**Task inputs**
BEGIN

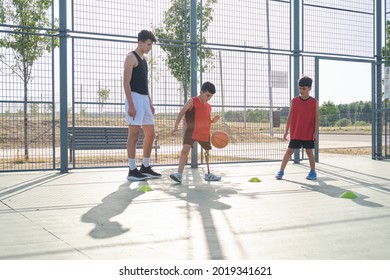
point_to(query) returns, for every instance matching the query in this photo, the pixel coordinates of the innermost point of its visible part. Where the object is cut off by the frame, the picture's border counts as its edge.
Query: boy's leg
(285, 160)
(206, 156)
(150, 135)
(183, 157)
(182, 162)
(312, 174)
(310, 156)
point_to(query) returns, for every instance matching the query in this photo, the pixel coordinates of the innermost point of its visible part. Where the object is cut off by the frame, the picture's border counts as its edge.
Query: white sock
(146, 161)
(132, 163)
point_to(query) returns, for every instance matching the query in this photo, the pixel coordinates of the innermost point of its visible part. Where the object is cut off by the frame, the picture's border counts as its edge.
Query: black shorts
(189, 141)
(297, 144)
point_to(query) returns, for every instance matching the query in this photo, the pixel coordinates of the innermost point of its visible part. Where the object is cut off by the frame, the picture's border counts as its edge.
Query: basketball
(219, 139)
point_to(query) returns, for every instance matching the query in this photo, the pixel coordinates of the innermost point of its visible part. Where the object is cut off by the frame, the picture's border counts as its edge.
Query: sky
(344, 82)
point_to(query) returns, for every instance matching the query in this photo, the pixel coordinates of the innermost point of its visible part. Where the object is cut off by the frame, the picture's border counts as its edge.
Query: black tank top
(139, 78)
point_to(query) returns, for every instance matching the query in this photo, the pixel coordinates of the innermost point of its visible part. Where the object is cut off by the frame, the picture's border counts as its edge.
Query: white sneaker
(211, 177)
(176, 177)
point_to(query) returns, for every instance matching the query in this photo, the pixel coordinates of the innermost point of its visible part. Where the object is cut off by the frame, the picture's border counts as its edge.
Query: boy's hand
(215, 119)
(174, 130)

END

**Directions for this task**
The data must be reproduced exactly, and no picture may appear in the copy.

**Answer area**
point_to(query) returns, for every instance matching the query in this photo, the pixel coordinates of the innermost point of its visible part. Where the object is cut off by the frame, the picture's border counts as its edge.
Query: boy's leg
(285, 160)
(206, 156)
(150, 135)
(183, 157)
(182, 162)
(312, 174)
(310, 156)
point_to(query) returns, for every instance matching the query in this photo, the pixel coordinates of the innermost point of its visible part. Where the object is cut off by the frame, the picture's border counts as its edge.
Query: white sock
(146, 161)
(132, 163)
point_to(query) returns, for every instance matching the query in this photo, the pixel coordinates of the innermost point of its visible part. Where the object is cut off by the frame, the picture's border counts as its edge.
Query: black shorts
(189, 141)
(297, 144)
point_to(query) returns, for every instance matching the query in this photo, the pixel coordinates of the innermost point of its visible part. Where the object is cut off by the frame, the picture's border counts as its edge.
Query: basketball
(219, 139)
point_to(query) returns, for every instance matching the query in this photo, the pixel coordinates of the innermost point of its visible part. Where the object is cut off by the frame, the picture's border counts as its edge.
Query: sky
(344, 82)
point_to(query) returns, for every instance matching the query in this photo, the pixel coordinates of the innermost point of its visible part. Where the object is cut off by the frame, the picture's border counts as its edge.
Query: black tank top
(139, 78)
point_to(query) returns, for every instance matching the query in this photo, the pixel coordinates of the innermost point of its visible part. Where the object is cut off by the frame, the picture's border counts as its edge.
Query: white sneaker
(211, 177)
(176, 177)
point_to(query) returns, for every instance matching the query in this photo, the pixel coordinates of the innermost point of its visible part. Where the object is cut off by the frame, the picture's border counts as its edge.
Query: boy's hand
(215, 119)
(174, 130)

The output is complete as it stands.